[REQUIREMENT] Identify each line in the records below that contains the word "reflective", and copy every such line.
--- Start ENTRIES PROVIDED ---
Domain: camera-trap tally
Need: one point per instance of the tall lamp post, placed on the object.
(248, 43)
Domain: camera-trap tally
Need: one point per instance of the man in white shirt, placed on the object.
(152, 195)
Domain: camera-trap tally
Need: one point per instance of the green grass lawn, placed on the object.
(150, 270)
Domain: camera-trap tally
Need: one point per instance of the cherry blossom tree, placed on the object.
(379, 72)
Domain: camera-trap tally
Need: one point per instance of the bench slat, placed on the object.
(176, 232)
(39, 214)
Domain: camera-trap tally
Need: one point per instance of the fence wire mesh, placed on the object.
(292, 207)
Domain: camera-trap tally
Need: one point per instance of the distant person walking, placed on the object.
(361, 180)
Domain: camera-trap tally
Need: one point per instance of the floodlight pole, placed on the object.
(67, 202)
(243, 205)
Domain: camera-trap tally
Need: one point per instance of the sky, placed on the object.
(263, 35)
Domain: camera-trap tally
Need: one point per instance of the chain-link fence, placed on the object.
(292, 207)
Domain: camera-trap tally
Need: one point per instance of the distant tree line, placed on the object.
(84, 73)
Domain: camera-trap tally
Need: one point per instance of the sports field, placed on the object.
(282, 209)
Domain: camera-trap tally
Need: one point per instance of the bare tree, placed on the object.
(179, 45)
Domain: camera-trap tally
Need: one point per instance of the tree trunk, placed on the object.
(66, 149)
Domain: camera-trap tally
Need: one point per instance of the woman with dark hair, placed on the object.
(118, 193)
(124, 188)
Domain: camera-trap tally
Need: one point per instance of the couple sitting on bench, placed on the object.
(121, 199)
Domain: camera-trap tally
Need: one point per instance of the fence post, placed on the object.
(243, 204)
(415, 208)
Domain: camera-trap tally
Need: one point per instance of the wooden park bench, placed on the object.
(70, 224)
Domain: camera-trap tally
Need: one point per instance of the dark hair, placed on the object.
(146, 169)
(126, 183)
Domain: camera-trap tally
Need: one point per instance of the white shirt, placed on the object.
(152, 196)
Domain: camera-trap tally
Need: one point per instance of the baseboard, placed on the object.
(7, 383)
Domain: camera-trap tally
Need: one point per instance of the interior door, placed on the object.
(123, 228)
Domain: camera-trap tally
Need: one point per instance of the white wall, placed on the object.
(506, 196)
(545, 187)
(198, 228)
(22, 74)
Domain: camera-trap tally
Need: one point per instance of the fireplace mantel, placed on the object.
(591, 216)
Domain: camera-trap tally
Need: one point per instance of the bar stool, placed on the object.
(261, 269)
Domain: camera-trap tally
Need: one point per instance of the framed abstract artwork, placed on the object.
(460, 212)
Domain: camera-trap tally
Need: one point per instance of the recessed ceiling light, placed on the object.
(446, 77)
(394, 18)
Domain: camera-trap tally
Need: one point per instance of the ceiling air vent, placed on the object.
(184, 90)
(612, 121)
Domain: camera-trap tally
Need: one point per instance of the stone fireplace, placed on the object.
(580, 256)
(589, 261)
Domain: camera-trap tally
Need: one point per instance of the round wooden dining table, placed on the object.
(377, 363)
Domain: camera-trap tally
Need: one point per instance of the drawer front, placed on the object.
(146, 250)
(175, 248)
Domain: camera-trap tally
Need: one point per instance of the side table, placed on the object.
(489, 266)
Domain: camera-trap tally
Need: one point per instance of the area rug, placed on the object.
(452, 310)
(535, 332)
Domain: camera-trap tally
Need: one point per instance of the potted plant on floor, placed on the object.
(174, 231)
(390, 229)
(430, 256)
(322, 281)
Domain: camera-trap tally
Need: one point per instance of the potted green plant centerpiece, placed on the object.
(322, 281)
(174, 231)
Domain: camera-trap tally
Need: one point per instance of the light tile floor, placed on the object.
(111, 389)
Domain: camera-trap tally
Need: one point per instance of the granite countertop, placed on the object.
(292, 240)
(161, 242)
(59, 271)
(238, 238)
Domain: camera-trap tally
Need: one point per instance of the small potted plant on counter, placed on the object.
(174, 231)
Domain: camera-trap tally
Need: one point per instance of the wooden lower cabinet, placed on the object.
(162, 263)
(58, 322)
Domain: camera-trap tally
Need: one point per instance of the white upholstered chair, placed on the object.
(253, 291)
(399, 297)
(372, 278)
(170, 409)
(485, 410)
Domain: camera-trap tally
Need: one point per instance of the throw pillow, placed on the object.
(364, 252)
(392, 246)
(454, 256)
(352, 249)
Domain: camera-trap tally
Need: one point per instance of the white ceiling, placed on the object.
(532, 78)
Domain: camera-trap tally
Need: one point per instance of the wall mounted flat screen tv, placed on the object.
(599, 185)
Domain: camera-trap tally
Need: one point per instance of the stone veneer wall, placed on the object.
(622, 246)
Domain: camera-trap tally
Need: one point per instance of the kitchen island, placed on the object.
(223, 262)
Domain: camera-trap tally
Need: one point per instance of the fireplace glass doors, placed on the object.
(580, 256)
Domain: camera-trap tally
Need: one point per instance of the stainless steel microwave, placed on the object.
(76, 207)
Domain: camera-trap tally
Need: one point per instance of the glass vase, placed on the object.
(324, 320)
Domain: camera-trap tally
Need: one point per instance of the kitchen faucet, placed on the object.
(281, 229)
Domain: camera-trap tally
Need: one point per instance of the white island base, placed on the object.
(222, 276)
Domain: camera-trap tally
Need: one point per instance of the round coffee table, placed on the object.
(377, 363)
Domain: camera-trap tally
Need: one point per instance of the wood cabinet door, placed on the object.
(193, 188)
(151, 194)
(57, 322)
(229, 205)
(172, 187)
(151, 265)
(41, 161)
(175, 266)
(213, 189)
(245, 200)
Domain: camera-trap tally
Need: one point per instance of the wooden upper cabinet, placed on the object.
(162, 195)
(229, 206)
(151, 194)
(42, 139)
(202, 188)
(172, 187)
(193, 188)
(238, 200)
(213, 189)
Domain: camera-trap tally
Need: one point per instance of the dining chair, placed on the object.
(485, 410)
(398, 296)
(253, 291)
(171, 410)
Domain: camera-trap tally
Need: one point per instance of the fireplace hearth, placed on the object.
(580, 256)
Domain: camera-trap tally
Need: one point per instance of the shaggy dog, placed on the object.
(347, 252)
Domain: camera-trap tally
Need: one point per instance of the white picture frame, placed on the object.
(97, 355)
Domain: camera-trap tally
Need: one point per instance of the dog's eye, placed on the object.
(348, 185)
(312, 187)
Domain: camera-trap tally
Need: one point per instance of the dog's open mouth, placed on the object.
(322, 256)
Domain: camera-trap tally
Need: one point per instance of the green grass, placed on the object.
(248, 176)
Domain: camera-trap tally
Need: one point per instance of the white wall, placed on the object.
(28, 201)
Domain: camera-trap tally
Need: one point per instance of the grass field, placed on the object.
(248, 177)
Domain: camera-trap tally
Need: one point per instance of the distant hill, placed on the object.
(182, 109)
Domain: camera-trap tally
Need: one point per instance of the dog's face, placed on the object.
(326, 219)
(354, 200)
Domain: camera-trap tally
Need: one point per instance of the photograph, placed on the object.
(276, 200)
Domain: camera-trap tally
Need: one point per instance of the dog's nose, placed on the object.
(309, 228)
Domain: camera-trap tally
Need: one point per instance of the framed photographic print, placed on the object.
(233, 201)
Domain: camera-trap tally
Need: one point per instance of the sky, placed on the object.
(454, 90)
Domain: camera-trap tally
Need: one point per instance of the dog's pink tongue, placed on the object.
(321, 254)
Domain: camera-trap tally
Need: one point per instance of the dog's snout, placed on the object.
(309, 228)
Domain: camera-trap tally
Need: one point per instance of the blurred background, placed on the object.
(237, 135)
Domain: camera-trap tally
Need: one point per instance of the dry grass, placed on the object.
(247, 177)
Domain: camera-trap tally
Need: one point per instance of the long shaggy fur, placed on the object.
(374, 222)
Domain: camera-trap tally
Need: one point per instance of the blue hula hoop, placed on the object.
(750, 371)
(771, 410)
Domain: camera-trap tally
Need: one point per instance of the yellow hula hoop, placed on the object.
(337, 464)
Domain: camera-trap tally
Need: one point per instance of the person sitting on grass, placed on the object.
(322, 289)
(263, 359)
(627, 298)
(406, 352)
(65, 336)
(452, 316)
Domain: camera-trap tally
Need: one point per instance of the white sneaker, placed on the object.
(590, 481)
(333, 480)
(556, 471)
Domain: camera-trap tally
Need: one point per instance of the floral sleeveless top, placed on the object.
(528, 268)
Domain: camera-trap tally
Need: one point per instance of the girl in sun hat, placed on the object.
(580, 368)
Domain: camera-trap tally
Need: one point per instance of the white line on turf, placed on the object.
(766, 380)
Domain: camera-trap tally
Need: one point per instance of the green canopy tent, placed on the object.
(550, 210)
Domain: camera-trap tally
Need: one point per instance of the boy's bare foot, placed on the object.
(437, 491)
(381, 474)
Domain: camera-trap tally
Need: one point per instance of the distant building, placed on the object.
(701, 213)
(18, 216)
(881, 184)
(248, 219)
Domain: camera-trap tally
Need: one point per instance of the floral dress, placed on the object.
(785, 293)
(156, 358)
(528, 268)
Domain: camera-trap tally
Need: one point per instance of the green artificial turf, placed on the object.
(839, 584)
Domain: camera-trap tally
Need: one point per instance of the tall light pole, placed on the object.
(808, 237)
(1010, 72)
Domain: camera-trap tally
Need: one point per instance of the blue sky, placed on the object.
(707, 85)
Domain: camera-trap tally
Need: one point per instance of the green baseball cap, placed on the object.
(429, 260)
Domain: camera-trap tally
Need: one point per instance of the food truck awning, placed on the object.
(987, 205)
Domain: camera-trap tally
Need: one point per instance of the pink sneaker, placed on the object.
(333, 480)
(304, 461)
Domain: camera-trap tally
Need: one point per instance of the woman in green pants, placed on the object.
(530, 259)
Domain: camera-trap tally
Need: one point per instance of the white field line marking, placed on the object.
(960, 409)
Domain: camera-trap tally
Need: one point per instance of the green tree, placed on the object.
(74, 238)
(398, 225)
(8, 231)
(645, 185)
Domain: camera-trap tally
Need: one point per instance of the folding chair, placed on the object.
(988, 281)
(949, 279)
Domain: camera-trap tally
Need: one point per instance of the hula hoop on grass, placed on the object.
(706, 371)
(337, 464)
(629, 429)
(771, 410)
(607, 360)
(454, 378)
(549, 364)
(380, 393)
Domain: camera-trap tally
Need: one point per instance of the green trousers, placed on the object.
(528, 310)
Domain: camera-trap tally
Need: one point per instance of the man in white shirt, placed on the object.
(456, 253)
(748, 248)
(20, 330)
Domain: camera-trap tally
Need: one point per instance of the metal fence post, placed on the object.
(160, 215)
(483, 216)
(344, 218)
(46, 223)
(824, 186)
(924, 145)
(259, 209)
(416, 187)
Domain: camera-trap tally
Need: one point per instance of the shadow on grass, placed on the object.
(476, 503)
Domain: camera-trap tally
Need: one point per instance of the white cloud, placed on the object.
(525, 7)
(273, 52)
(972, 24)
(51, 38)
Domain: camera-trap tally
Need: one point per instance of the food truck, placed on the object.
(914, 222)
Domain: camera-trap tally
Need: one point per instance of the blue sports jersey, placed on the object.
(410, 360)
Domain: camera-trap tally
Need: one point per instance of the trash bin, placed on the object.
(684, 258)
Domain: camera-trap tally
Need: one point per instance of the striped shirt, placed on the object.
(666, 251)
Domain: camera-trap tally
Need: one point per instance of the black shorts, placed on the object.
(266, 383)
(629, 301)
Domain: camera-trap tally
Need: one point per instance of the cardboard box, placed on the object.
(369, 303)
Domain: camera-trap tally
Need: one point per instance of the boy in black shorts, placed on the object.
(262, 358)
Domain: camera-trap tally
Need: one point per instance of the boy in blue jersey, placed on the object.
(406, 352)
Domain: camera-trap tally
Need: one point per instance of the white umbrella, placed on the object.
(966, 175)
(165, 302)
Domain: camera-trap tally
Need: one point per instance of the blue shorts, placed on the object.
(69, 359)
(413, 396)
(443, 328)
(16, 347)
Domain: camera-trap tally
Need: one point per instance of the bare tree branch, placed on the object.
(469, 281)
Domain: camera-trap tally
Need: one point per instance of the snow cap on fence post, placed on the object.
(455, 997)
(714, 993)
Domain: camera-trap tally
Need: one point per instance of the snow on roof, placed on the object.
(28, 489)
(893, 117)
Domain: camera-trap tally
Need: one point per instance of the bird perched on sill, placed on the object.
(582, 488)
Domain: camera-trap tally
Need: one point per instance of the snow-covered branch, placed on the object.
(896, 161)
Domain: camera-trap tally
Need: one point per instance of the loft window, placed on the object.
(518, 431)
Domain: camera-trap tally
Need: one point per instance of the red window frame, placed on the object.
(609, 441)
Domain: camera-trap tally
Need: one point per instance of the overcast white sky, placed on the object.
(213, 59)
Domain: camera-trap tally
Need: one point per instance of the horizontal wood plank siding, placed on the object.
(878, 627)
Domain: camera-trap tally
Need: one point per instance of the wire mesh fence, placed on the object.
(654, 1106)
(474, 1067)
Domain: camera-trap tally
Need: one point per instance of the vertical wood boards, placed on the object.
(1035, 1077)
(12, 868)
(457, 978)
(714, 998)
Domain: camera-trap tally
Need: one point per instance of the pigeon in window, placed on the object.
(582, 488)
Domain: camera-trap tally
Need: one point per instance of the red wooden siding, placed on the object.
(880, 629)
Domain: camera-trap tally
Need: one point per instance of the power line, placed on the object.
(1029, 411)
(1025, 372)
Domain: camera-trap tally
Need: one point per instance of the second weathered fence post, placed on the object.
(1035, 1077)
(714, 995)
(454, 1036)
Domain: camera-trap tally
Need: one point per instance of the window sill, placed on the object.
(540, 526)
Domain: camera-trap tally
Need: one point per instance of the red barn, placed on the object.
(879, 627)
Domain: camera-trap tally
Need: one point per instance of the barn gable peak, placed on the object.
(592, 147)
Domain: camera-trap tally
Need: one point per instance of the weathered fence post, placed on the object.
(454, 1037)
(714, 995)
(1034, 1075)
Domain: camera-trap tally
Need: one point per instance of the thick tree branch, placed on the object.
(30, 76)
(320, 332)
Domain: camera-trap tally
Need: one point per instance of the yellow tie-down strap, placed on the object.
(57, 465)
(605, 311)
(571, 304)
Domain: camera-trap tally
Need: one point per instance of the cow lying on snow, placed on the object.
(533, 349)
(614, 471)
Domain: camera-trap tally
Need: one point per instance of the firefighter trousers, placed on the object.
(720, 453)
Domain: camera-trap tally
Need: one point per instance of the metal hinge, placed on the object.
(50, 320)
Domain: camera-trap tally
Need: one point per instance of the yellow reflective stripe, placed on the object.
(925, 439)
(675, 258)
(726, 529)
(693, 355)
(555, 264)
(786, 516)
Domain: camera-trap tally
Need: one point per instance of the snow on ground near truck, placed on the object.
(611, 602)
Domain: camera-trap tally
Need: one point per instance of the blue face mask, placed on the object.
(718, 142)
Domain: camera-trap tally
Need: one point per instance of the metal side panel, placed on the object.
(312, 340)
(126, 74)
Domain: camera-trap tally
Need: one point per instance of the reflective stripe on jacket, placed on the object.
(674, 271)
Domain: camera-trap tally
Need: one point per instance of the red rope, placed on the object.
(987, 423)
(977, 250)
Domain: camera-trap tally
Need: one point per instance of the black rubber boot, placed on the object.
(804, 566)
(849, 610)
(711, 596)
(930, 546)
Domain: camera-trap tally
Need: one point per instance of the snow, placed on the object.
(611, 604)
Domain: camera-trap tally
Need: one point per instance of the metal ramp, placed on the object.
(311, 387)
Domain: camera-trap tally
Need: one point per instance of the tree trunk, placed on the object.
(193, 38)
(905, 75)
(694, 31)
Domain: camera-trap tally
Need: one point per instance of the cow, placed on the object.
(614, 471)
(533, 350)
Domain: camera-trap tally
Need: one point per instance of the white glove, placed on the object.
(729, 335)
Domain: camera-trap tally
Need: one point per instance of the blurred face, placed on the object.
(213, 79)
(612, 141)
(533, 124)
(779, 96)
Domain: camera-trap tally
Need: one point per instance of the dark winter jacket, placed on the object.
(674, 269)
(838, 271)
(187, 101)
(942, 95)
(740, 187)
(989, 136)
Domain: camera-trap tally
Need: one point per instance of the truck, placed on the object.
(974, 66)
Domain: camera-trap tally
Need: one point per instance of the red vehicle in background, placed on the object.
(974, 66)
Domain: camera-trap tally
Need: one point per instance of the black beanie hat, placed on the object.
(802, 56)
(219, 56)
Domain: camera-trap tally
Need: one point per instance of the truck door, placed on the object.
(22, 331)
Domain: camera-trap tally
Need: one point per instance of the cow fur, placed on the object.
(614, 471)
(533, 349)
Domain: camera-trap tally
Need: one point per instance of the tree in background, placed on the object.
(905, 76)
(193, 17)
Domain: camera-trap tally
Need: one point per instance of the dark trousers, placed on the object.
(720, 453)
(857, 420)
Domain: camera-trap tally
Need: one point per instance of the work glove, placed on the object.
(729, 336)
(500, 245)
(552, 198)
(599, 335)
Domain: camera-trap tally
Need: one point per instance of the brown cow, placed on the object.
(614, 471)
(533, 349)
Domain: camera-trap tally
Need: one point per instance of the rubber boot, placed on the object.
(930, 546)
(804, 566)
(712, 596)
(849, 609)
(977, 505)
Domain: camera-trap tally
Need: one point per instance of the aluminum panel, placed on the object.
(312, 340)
--- End ENTRIES PROVIDED ---
[SOLUTION FOR THIS EXERCISE]
Need: one point per instance of the yellow reflective stripe, placed on the object.
Need: one point per instance of the reflective stripe on jacket, placed on the object.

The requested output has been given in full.